-- start Data shown --

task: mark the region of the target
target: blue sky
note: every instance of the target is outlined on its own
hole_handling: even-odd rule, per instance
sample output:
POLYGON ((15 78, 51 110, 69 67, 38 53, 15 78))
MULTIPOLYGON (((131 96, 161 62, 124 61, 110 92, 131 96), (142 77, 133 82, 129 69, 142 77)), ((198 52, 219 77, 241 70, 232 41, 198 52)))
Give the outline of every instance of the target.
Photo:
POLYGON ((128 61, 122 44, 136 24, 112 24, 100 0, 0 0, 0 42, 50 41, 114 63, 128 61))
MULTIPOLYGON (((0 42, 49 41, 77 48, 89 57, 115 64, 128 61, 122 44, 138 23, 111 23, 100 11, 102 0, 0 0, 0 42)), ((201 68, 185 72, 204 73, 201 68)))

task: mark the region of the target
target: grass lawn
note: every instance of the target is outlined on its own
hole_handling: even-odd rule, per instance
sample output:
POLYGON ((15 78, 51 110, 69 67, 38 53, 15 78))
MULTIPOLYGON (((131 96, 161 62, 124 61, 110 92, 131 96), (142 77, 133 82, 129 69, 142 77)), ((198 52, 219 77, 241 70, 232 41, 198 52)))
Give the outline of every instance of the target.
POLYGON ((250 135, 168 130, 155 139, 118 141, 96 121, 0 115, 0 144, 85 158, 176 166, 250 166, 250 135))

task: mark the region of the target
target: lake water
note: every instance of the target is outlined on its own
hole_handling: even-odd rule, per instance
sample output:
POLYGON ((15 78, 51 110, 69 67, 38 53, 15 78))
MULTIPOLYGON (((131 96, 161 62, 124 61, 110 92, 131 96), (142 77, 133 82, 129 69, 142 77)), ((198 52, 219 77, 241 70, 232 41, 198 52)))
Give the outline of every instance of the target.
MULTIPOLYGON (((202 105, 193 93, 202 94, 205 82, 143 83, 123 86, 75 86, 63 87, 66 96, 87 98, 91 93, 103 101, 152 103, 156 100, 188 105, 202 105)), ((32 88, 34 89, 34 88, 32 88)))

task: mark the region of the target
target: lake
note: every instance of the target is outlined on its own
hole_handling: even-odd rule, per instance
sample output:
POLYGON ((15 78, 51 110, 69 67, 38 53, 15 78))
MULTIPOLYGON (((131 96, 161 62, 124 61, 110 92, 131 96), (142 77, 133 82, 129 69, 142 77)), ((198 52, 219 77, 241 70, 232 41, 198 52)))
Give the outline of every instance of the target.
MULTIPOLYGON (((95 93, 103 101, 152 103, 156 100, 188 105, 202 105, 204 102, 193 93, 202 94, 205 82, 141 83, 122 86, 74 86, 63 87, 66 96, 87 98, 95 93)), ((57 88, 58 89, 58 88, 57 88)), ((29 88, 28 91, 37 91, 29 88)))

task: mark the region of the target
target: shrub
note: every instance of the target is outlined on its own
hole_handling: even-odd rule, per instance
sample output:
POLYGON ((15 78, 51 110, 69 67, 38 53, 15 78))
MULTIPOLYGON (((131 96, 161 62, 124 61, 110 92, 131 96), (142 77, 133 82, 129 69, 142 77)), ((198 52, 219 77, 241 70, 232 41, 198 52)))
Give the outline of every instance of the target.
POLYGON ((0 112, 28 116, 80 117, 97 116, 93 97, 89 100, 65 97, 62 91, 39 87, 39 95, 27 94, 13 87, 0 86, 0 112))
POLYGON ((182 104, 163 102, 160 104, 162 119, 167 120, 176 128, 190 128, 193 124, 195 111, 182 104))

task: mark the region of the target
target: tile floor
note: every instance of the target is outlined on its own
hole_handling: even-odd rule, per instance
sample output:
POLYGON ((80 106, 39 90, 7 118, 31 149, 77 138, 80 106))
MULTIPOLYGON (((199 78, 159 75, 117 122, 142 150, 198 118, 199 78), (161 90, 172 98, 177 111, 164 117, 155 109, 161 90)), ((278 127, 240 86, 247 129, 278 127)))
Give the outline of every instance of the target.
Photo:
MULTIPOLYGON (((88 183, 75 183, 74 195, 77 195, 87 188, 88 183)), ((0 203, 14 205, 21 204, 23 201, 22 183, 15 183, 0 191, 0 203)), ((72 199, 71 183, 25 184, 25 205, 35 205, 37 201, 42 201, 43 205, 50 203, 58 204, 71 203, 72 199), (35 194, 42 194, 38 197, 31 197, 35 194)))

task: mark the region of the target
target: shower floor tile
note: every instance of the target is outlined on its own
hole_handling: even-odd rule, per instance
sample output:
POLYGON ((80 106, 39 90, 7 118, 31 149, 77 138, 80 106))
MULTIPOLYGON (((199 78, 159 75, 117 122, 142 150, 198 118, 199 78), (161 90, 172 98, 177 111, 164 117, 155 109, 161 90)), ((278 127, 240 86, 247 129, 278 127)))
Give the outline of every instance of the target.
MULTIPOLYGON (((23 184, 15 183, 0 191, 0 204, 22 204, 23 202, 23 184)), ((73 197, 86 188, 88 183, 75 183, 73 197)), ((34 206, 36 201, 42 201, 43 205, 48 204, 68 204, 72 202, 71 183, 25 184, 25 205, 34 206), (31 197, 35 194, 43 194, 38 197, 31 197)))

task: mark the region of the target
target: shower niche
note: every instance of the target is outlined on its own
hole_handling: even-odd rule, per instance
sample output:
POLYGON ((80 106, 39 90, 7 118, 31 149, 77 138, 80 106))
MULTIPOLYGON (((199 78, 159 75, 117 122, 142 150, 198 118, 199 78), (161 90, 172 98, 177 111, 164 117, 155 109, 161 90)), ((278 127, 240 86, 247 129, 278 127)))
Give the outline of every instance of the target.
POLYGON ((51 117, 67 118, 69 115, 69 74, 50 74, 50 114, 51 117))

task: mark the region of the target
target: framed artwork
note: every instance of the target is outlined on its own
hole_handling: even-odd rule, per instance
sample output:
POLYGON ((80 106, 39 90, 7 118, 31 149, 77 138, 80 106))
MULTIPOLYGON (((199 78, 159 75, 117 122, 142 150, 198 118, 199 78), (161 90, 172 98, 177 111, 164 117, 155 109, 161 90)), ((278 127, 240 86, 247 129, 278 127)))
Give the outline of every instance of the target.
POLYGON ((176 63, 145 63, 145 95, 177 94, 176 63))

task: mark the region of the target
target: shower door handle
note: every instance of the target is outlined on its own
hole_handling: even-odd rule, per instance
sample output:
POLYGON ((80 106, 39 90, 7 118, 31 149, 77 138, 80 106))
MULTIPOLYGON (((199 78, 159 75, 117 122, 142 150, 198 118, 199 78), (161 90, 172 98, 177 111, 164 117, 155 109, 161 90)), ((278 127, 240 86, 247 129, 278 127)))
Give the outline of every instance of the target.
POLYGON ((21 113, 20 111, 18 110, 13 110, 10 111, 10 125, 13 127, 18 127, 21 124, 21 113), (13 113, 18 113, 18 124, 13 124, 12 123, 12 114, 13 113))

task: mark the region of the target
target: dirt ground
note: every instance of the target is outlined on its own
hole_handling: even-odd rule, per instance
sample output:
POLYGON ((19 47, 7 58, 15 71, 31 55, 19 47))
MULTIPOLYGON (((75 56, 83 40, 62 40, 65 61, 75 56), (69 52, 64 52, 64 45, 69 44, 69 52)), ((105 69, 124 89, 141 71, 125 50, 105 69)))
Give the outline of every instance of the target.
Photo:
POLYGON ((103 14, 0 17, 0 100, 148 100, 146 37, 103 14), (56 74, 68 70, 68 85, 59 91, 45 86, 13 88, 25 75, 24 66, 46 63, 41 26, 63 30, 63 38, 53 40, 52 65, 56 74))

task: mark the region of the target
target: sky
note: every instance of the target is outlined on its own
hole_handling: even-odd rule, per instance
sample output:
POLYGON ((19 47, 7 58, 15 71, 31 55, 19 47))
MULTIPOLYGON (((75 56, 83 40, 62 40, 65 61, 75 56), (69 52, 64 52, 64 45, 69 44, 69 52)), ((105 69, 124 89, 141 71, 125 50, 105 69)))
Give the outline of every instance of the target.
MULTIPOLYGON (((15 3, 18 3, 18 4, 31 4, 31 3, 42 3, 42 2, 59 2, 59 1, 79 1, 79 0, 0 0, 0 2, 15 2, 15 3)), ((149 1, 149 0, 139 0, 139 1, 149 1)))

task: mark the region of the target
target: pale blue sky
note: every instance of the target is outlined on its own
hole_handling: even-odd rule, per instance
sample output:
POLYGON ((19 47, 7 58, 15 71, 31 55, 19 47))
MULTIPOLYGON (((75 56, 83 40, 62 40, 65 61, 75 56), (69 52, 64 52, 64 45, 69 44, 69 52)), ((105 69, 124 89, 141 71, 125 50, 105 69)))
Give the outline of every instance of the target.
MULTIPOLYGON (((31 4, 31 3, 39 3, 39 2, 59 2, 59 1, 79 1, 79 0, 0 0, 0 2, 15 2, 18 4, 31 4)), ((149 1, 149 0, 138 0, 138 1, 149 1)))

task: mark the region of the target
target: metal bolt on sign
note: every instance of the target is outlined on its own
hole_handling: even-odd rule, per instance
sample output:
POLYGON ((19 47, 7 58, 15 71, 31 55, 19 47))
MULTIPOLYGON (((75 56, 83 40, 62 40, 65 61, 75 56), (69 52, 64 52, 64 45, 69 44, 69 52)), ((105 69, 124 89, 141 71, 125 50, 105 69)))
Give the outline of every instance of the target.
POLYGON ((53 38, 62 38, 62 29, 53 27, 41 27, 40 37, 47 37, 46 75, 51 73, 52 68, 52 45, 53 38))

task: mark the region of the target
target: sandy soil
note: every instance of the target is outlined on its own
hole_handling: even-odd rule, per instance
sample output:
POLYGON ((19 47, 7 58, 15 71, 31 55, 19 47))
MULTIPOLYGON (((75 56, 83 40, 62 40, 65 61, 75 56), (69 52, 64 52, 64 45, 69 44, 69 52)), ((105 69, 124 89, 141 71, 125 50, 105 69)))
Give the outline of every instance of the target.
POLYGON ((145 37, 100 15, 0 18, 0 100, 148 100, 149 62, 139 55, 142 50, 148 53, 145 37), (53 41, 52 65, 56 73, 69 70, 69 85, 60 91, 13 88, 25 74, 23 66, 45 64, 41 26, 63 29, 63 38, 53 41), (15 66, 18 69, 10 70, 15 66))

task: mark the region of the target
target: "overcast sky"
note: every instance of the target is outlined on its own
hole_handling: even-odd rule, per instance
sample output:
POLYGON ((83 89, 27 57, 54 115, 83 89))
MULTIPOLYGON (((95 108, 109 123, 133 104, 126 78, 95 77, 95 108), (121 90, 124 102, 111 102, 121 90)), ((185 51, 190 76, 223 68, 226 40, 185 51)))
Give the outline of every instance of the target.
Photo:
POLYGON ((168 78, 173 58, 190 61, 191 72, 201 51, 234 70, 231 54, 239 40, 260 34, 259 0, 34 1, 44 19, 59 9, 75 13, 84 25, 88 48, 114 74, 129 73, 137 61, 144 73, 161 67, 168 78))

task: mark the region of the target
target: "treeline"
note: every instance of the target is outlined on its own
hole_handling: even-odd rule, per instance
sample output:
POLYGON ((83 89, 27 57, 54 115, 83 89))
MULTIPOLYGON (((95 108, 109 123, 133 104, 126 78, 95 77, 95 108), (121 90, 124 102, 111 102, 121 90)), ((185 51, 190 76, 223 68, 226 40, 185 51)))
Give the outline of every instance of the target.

-- end Data shown --

## What is asked
Can you give the data as a numbered list, starting at its first line and ending at the line that contains "MULTIPOLYGON (((202 105, 193", with blank lines left out?

## Solution to this problem
1. task: mark the region of the target
2. target: blue sky
3. note: every instance of the target is outlined on its own
4. hole_handling: even-odd rule, per instance
5. sample output:
6. POLYGON ((15 78, 51 110, 69 67, 38 53, 15 78))
7. MULTIPOLYGON (((131 96, 161 62, 124 61, 110 92, 131 96), (142 77, 133 82, 129 69, 142 77)), ((198 52, 219 77, 241 70, 232 41, 198 52)))
8. Give the outline of every instance of the target.
9. Photo:
10. POLYGON ((128 61, 122 44, 136 24, 112 24, 100 0, 0 0, 0 42, 50 41, 114 63, 128 61))
11. MULTIPOLYGON (((0 42, 49 41, 77 48, 89 57, 115 64, 128 61, 122 44, 138 23, 111 23, 100 11, 102 0, 0 0, 0 42)), ((201 68, 185 72, 204 73, 201 68)))
12. task: mark the region of the target
13. target: grass lawn
14. note: every instance of the target is outlined on its own
15. hole_handling: even-odd rule, per instance
16. sample output:
17. POLYGON ((15 78, 51 110, 69 67, 38 53, 15 78))
18. MULTIPOLYGON (((131 96, 161 62, 124 61, 110 92, 131 96), (142 77, 133 82, 129 69, 142 77)), ((198 52, 219 77, 241 70, 232 41, 198 52)))
19. Give the outline of every instance of the target.
20. POLYGON ((250 135, 168 130, 155 139, 118 141, 96 121, 0 115, 0 144, 85 158, 176 166, 250 166, 250 135))
21. task: mark the region of the target
22. target: lake water
23. note: every instance of the target is outlined on its own
24. hole_handling: even-odd rule, per instance
25. sample output:
26. POLYGON ((15 78, 51 110, 69 67, 38 53, 15 78))
27. MULTIPOLYGON (((131 96, 161 62, 124 61, 110 92, 131 96), (142 77, 133 82, 129 69, 142 77)), ((198 52, 219 77, 241 70, 232 41, 198 52)))
28. Give the outline of every instance of the target.
29. MULTIPOLYGON (((202 105, 193 93, 202 94, 205 82, 143 83, 123 86, 75 86, 63 87, 66 96, 87 98, 91 93, 103 101, 152 103, 156 100, 188 105, 202 105)), ((32 88, 34 89, 34 88, 32 88)))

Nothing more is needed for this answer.